* Work required *
Copy out, character for character, the lines from the one containing "Target: dog's nose" through the one containing "254), (339, 258)]", including both of those lines.

___ Record list

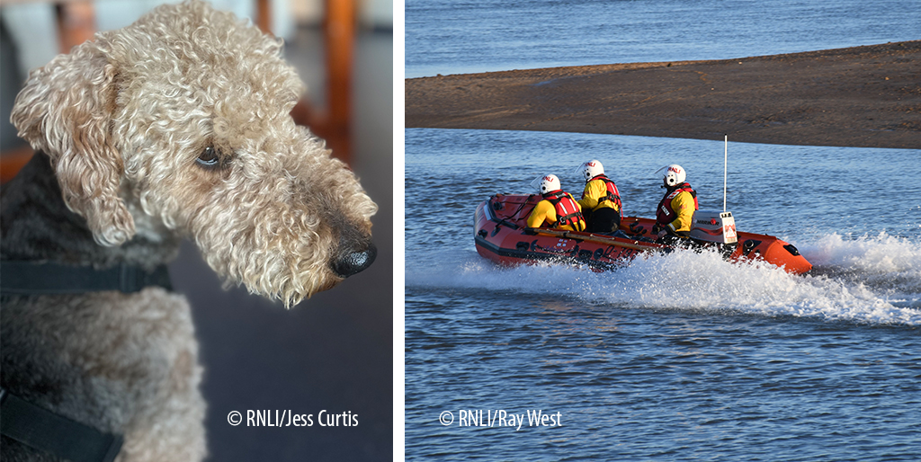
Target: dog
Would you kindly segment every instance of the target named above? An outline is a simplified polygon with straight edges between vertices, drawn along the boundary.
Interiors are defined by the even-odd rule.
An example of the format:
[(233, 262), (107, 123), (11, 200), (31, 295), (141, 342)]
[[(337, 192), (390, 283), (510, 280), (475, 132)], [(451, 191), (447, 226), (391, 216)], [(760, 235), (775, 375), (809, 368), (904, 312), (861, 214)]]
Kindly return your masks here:
[[(30, 73), (11, 120), (36, 155), (0, 196), (3, 460), (206, 456), (191, 311), (163, 271), (182, 238), (288, 307), (374, 260), (377, 205), (295, 124), (281, 49), (189, 0)], [(9, 403), (101, 445), (10, 437)]]

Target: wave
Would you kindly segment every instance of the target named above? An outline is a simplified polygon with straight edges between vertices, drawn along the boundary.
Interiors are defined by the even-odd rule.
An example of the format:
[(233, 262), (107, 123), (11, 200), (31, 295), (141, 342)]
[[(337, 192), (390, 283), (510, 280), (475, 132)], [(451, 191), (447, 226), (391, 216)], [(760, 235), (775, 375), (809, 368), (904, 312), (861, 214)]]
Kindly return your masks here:
[(853, 240), (832, 234), (798, 247), (815, 266), (805, 276), (764, 262), (730, 263), (708, 251), (649, 255), (595, 272), (549, 263), (501, 268), (466, 250), (435, 260), (428, 256), (440, 261), (428, 268), (407, 267), (406, 283), (563, 295), (643, 308), (921, 326), (918, 243), (884, 233)]

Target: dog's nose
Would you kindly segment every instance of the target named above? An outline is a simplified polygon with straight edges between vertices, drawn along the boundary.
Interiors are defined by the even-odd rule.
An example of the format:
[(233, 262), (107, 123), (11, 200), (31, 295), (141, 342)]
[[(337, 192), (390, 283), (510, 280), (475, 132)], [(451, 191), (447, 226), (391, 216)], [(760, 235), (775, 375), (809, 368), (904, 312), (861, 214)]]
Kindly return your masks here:
[(332, 263), (332, 271), (339, 276), (347, 278), (371, 266), (377, 256), (378, 248), (372, 243), (368, 243), (367, 248), (363, 250), (348, 249), (339, 254), (339, 258)]

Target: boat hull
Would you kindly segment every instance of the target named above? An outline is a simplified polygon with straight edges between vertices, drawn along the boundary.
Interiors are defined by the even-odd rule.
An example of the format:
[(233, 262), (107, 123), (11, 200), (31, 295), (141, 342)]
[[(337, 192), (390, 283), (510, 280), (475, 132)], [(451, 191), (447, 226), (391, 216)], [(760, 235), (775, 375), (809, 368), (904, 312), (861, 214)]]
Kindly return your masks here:
[[(602, 270), (629, 264), (646, 252), (668, 252), (672, 248), (654, 242), (655, 220), (624, 217), (621, 237), (528, 228), (528, 215), (540, 202), (538, 195), (497, 194), (481, 202), (474, 215), (477, 252), (500, 265), (536, 261), (583, 264)], [(710, 244), (727, 259), (763, 260), (801, 274), (812, 265), (792, 245), (777, 237), (739, 232), (738, 244)]]

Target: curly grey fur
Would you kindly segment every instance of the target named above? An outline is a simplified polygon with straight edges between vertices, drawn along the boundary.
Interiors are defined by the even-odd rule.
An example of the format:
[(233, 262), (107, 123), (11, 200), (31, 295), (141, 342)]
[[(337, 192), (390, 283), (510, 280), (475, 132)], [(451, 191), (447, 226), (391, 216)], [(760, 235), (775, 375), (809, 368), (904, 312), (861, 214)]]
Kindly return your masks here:
[[(280, 51), (190, 0), (33, 71), (12, 121), (40, 152), (3, 189), (0, 257), (152, 269), (189, 237), (227, 283), (288, 306), (341, 282), (345, 257), (373, 252), (377, 206), (295, 125), (303, 86)], [(11, 393), (124, 434), (120, 462), (204, 457), (183, 296), (16, 296), (0, 316)], [(6, 438), (0, 456), (54, 460)]]

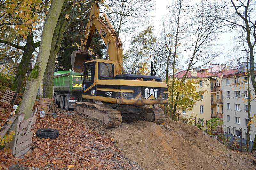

______

* Exercise output *
Target: dog's nose
Would you kindly segment every instance of the target named above? An outline is a simplified polygon with straight edges between vertices, drawn along the boundary.
Interiors are defined by the even-odd rule.
An example of the format:
[(233, 262), (107, 123), (11, 200), (31, 295), (141, 342)]
[[(337, 192), (390, 283), (510, 280), (475, 132)], [(451, 191), (447, 226), (391, 216)], [(760, 235), (775, 375), (809, 368), (904, 312), (861, 214)]]
Kindly return your masks here:
[(332, 263), (332, 271), (339, 276), (347, 278), (371, 266), (377, 256), (378, 248), (372, 243), (368, 243), (367, 248), (363, 250), (348, 249), (339, 254), (339, 258)]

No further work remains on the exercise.